===== SELECTED TEXT =====

- Born: August 20, 1930 Buffalo, New York
- Died: May 21, 2011 (aged 80) Spotsylvania County, Virginia
- Nationality: American
- Area: cartoonist
- Notable works: Crock comic strip (1975–present) Out of Bounds comic strip (1986–present)
- Awards: National Cartoonists Society – Newspaper Panel Cartoon Award 1992

= Bill Rechin =

American cartoonist (1930–2011)

William J. Rechin (August 20, 1930 – May 21, 2011), better known as Bill Rechin, was an American cartoonist who created the sports-themed comic strips Out of Bounds and the French Foreign Legion humor comic Crock.

Born in Buffalo, New York, Rechin studied art at Buffalo's Albright Academy of Art, where he met his wife, Trish. He drew his first strip, Pluribus, in 1971. In 1975, Rechin, Don Wilder (1934–2008) and Brant Parker launched Crock, a strip depicting the French Foreign Legion. Wilder and Rechin began their Out of Bounds strip in 1986.

Rechin lived in Spotsylvania County, Virginia with his wife. The couple had seven children and eight grandchildren. He died of esophageal cancer on May 21, 2011.

==Awards==
He received the National Cartoonists Society's Newspaper Panel Cartoon Award for 1992 for his work on Out of Bounds. He was president of the NCS for part of 1988. His son, cartoon illustrator Kevin Rechin, received the National Cartoonist Society Magazine and Book Illustration for 1999, and was nominated for the same award for 1997. Kevin Rechin took over Crock in May 2011, with his brother-in-law, Bob Morgan, scripting.

===== DATA FOR ANALYSIS =====

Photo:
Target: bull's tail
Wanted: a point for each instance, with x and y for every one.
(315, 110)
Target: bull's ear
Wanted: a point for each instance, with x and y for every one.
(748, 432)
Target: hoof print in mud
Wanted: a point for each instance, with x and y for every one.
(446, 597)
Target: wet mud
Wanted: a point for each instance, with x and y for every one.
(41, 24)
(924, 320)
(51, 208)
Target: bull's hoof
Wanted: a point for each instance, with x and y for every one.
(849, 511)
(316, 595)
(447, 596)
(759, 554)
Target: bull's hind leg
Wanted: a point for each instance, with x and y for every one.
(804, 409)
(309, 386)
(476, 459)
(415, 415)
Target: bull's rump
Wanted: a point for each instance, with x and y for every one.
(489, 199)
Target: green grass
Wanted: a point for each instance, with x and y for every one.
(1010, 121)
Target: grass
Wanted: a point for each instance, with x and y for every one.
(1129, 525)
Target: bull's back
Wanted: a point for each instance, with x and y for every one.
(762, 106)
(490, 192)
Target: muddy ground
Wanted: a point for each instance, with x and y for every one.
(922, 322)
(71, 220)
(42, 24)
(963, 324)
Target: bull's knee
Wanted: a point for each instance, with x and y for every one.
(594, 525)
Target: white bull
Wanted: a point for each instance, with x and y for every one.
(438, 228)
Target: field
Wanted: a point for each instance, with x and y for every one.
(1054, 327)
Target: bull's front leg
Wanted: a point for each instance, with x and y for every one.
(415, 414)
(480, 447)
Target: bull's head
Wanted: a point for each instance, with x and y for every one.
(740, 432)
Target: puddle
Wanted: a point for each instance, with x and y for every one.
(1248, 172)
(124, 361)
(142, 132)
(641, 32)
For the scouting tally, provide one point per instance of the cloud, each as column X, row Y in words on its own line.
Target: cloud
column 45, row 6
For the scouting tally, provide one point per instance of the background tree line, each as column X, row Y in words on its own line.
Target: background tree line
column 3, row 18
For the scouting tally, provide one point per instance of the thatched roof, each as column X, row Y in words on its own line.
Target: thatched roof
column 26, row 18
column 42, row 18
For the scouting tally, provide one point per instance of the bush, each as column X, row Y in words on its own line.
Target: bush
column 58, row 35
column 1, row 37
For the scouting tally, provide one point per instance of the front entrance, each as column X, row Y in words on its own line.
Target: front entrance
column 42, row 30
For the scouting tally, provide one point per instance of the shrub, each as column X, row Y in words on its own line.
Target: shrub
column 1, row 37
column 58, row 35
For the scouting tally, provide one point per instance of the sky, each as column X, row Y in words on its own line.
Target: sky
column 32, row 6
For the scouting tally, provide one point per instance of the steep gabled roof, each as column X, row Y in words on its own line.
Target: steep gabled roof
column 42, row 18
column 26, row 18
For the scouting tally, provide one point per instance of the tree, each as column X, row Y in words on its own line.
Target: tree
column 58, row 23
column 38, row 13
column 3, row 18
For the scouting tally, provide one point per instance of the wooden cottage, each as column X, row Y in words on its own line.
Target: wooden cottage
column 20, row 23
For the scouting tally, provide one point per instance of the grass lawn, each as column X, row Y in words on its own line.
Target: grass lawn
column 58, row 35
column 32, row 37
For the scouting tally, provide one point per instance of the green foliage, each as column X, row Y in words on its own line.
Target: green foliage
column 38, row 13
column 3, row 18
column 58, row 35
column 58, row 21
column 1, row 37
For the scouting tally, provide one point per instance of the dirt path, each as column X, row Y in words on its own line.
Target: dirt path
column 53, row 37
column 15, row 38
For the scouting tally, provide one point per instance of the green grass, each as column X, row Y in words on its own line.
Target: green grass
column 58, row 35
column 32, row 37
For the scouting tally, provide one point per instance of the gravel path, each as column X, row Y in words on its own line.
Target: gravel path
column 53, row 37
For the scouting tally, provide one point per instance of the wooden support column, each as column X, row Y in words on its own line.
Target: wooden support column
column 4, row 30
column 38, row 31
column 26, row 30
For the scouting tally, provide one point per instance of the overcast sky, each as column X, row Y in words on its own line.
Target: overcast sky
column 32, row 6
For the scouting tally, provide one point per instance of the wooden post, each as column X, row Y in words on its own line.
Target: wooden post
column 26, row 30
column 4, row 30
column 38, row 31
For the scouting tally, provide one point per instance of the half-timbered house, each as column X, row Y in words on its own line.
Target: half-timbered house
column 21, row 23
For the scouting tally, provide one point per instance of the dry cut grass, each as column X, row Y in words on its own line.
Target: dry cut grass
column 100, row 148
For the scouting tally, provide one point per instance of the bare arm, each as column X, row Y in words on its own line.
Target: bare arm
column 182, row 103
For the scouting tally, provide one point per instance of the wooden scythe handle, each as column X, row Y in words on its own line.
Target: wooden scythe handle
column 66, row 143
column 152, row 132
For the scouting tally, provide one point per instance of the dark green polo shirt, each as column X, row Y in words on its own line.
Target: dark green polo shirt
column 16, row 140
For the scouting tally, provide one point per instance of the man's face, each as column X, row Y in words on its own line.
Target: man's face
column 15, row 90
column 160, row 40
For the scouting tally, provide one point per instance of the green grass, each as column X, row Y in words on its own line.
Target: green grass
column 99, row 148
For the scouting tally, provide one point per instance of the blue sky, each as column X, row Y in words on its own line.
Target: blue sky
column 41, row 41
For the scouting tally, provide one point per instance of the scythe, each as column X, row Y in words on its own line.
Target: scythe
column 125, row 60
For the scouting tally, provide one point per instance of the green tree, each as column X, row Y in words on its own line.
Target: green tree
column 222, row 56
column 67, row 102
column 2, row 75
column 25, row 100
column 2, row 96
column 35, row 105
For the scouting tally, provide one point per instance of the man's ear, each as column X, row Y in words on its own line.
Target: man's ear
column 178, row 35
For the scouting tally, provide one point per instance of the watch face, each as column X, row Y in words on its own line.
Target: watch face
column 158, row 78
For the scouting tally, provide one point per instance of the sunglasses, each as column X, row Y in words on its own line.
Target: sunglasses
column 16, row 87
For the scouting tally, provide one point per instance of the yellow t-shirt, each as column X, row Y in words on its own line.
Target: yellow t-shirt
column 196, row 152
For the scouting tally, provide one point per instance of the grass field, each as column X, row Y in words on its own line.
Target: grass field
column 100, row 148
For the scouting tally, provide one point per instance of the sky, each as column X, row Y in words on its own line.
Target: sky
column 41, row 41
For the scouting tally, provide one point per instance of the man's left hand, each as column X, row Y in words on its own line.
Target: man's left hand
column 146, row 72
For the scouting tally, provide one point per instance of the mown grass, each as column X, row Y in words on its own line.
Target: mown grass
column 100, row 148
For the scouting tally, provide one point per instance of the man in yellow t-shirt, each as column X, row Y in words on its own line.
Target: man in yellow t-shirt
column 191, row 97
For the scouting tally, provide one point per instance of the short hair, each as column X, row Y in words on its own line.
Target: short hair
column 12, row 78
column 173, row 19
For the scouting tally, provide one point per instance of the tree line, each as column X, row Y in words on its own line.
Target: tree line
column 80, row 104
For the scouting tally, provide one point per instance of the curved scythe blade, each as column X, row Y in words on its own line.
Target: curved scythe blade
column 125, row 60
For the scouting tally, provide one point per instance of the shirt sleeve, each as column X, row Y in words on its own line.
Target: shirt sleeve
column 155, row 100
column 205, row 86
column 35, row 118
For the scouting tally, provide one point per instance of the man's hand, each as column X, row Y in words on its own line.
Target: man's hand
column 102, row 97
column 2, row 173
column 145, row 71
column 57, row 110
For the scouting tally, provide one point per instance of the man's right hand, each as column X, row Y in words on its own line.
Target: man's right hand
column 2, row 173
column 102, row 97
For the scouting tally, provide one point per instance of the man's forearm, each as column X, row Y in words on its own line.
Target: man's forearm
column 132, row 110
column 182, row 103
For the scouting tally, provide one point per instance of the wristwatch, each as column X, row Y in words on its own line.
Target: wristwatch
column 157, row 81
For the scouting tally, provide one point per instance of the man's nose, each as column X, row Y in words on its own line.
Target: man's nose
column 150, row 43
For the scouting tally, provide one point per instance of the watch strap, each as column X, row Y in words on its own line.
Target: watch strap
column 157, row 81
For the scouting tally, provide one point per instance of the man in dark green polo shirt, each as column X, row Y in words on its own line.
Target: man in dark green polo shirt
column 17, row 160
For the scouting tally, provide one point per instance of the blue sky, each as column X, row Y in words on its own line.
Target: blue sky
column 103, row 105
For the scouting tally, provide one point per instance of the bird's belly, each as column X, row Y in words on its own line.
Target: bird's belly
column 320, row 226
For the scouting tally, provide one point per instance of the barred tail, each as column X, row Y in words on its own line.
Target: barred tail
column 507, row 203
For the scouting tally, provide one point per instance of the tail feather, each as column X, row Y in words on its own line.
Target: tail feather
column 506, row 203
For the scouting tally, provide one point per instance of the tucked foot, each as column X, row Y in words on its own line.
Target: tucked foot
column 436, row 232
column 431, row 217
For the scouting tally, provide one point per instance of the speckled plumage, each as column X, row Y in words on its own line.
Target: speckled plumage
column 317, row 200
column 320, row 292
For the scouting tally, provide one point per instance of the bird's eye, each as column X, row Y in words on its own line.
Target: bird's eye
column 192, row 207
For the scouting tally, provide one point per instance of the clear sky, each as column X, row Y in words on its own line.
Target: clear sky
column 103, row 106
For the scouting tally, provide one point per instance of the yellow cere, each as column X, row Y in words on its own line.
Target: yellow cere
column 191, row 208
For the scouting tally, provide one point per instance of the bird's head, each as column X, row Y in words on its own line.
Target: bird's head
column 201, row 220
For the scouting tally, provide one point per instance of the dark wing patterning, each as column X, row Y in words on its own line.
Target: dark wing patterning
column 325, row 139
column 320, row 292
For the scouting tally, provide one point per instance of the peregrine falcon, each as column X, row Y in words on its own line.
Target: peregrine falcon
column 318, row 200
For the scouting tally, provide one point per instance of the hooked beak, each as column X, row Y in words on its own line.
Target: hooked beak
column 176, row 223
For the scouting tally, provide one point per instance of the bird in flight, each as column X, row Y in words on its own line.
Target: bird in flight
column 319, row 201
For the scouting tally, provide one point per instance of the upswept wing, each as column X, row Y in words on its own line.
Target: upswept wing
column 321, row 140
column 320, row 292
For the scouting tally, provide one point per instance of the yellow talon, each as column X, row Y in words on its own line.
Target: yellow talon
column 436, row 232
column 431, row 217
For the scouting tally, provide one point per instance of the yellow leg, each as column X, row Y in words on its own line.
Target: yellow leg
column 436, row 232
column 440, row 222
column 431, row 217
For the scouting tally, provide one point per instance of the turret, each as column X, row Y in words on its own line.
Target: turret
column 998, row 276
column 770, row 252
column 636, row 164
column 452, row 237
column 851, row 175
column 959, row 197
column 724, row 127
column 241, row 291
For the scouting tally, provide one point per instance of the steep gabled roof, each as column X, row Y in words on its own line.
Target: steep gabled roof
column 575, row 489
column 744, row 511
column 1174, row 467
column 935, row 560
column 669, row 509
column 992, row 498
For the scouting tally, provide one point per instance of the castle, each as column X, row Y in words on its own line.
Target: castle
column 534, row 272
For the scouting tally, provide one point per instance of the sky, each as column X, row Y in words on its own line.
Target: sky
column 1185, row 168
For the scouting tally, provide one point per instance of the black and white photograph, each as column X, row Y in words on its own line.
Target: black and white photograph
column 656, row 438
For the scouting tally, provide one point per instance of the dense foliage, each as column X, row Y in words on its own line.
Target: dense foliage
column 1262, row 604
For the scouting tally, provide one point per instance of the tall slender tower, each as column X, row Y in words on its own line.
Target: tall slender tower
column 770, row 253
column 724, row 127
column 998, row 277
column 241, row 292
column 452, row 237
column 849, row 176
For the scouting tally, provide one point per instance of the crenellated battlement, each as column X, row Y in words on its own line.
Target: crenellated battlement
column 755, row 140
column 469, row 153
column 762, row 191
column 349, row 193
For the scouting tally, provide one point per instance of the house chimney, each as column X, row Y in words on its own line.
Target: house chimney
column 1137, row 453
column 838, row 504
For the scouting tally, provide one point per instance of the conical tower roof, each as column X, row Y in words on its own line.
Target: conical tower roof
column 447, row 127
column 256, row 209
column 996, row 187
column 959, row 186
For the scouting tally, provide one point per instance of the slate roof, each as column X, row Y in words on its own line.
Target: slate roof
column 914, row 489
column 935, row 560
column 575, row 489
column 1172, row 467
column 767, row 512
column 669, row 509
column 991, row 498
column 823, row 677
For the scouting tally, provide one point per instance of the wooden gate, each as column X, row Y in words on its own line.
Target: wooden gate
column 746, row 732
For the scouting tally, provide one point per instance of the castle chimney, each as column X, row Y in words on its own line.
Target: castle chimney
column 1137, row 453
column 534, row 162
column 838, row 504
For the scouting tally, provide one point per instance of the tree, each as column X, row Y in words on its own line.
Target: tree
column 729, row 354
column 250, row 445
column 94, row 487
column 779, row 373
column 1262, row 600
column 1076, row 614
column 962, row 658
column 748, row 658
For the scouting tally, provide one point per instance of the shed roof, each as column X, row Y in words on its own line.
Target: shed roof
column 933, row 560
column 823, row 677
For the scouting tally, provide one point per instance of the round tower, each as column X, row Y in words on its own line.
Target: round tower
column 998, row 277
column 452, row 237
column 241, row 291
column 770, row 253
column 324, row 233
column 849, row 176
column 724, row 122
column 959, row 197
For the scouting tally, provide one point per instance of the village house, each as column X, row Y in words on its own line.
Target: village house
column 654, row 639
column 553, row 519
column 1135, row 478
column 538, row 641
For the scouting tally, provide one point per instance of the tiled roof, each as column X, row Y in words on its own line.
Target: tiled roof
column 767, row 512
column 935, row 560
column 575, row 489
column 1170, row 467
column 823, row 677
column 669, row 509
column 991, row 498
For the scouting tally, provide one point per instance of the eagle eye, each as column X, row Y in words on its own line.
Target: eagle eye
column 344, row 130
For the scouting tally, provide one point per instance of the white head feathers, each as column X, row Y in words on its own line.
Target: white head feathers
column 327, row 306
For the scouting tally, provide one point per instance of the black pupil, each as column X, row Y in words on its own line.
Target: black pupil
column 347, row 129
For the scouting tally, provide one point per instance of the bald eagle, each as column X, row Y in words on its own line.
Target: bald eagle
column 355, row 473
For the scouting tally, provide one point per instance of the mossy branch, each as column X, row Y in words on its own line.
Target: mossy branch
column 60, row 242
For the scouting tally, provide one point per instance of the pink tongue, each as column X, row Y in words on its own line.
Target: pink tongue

=====

_TO DO:_
1: In the Bill Rechin biography, what was the first strip Rechin drew?
2: Reproduce word for word everything in the Bill Rechin biography from "William J. Rechin" down to "strip in 1986.".

_SOLUTIONS:_
1: Pluribus, in 1971.

2:
William J. Rechin (August 20, 1930 – May 21, 2011), better known as Bill Rechin, was an American cartoonist who created the sports-themed comic strips Out of Bounds and the French Foreign Legion humor comic Crock.

Born in Buffalo, New York, Rechin studied art at Buffalo's Albright Academy of Art, where he met his wife, Trish. He drew his first strip, Pluribus, in 1971. In 1975, Rechin, Don Wilder (1934–2008) and Brant Parker launched Crock, a strip depicting the French Foreign Legion. Wilder and Rechin began their Out of Bounds strip in 1986.